Start the output with the opening line of the listing below and continue, reproducing each line exactly, up to and including the line that contains "# tag every instance of the green".

*** RECORD EXTRACTS Section Begins ***

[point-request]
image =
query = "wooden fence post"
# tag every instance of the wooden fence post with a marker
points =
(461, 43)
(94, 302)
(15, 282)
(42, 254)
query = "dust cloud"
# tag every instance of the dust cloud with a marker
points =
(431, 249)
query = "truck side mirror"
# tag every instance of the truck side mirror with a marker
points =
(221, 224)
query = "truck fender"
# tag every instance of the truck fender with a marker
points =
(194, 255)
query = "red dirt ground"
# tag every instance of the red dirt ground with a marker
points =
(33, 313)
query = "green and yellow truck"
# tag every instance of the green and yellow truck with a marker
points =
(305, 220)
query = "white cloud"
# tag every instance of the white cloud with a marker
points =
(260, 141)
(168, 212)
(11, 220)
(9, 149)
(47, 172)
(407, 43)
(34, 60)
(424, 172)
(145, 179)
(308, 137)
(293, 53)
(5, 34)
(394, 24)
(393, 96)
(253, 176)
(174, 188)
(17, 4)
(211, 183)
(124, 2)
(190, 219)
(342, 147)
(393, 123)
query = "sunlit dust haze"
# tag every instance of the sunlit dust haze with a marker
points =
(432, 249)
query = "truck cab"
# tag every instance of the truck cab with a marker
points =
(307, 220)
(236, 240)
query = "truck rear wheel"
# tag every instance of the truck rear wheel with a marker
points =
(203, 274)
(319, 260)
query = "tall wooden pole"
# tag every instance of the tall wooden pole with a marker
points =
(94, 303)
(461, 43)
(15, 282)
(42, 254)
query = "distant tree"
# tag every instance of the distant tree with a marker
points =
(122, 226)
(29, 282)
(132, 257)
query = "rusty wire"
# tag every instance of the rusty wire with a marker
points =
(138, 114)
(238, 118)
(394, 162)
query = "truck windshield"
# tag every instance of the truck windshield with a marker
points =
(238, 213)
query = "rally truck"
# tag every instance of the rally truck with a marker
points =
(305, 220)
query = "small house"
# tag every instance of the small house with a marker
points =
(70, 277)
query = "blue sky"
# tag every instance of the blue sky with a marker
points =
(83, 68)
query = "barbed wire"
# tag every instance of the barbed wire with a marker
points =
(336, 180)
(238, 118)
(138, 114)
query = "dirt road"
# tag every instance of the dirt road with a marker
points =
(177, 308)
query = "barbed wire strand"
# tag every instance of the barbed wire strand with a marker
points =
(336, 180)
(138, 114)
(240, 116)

*** RECORD EXTRACTS Section Ends ***

## TASK SOLUTION
[point-request]
image =
query = "wooden fence post"
# tag every instance of the wooden fence post with a marker
points =
(461, 43)
(94, 302)
(15, 282)
(42, 254)
query = "dust cloud"
# tag every instance of the dust cloud with a marker
points =
(431, 249)
query = "truck side mirror"
# tag every instance of the truck side mirror with a marker
points =
(221, 224)
query = "truck fender"
# tag every instance of the truck fender with a marker
points =
(194, 255)
query = "red dirt ground"
# tag every instance of the red dirt ground with a marker
points =
(33, 313)
query = "green and yellow truck"
# tag every instance of the green and yellow truck with a marker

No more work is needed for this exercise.